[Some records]
** Start **

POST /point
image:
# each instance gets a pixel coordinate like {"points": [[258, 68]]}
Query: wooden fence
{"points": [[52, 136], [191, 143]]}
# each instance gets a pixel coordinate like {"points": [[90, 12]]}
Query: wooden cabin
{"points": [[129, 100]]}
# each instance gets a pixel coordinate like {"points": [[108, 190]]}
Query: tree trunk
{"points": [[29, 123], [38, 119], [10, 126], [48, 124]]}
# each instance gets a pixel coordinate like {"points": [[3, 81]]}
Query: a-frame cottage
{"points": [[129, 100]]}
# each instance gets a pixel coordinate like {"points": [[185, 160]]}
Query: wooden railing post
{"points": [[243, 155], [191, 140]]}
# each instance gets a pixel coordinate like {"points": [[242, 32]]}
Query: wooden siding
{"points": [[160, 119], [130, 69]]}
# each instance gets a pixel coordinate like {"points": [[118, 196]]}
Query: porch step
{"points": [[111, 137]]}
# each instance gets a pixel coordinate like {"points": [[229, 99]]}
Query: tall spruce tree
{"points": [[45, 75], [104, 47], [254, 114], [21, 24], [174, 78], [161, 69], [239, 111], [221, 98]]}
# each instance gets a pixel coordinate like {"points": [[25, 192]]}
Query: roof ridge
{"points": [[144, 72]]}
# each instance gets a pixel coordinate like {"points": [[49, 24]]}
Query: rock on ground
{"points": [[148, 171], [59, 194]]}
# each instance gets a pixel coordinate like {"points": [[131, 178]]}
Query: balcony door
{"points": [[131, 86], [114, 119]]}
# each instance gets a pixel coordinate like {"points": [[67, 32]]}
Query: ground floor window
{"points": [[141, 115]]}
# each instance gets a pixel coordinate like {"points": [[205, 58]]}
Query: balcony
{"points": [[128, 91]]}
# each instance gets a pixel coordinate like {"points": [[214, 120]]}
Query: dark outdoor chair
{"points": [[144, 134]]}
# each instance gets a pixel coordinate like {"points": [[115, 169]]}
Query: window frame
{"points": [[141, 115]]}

** End **

**Aim:** Exactly reproduce all of the entries above.

**Result of the exercise:**
POST /point
image:
# each instance gets a pixel coordinate like {"points": [[258, 68]]}
Query: wooden fence
{"points": [[52, 136], [191, 143]]}
# each instance gets a pixel coordinate like {"points": [[90, 12]]}
Query: wooden cabin
{"points": [[129, 100]]}
# each instance gets a pixel coordinate like {"points": [[108, 190]]}
Query: tree trunk
{"points": [[29, 123], [38, 119], [10, 126], [48, 124]]}
# each instance gets a pixel coordinate like {"points": [[3, 81]]}
Query: a-frame cottage
{"points": [[129, 100]]}
# each instance gets a pixel coordinate like {"points": [[185, 160]]}
Query: wooden railing post
{"points": [[243, 155], [191, 140]]}
# each instance gets a pixel coordinate like {"points": [[242, 32]]}
Query: wooden siding
{"points": [[160, 119], [130, 69]]}
# each instance gets a pixel coordinate like {"points": [[118, 196]]}
Query: porch step
{"points": [[111, 137]]}
# each instance gets a pixel coordinate like {"points": [[229, 99]]}
Query: tall spruce tree
{"points": [[45, 75], [104, 47], [254, 114], [21, 24], [174, 78], [161, 69], [239, 111], [221, 98]]}
# each instance gets a pixel coordinate like {"points": [[25, 192]]}
Query: roof ridge
{"points": [[144, 72]]}
# each instance gets a pixel coordinate like {"points": [[49, 24]]}
Query: rock on ground
{"points": [[148, 171], [59, 194]]}
# each instance gets a pixel coordinate like {"points": [[131, 178]]}
Query: balcony door
{"points": [[131, 86], [114, 119]]}
# each instance gets a pixel coordinate like {"points": [[67, 32]]}
Query: ground floor window
{"points": [[141, 115]]}
# each instance gets a pixel coordinate like {"points": [[205, 58]]}
Query: balcony
{"points": [[128, 91]]}
# each instance gets a pixel coordinate like {"points": [[214, 120]]}
Query: dark outdoor chair
{"points": [[144, 134]]}
# each instance gets a pixel coordinate like {"points": [[115, 169]]}
Query: window frame
{"points": [[141, 115]]}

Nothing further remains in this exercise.